▶ **Collected data**
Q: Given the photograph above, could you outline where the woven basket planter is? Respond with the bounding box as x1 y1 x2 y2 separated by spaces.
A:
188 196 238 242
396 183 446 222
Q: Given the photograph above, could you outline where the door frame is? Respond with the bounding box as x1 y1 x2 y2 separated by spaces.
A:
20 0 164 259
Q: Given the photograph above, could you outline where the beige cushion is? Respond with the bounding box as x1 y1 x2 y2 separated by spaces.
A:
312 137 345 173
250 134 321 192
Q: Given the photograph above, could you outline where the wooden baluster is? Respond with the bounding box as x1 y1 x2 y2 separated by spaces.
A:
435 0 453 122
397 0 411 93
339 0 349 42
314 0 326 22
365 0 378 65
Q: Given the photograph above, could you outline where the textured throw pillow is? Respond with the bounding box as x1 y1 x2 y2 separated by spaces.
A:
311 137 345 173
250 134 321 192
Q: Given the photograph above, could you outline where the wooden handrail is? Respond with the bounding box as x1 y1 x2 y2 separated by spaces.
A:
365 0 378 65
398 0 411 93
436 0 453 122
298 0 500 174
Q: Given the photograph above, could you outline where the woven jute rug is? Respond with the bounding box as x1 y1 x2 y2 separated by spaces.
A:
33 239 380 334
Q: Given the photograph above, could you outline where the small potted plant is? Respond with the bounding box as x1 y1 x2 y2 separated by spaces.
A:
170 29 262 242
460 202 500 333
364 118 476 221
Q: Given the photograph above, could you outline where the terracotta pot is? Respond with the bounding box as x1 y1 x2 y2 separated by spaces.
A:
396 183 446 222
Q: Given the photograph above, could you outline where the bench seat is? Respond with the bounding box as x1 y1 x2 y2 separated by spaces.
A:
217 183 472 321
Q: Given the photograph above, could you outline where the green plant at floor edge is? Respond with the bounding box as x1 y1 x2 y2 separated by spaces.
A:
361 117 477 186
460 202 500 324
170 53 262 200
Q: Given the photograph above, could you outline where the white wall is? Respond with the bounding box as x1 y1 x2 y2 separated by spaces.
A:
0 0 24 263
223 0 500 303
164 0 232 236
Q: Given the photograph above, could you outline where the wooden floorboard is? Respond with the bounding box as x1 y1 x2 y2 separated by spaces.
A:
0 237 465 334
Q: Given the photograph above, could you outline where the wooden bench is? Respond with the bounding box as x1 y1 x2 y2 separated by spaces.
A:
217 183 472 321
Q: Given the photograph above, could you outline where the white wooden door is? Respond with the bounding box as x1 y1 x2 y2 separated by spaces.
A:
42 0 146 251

▶ **GIVEN INSTRUCTION**
Gather every line above that contains the string "white", and treat upper and lower case as different.

▶ **CORRECT ANSWER**
Q: Given the photograph above, could you outline where the white wall is? Respond with the bounding box as x1 y1 x2 y2 separated by spaces.
Q: Given the photograph above, could you outline where the white wooden door is? Respond with the bounding box as x1 y1 x2 y2 separated by spaces.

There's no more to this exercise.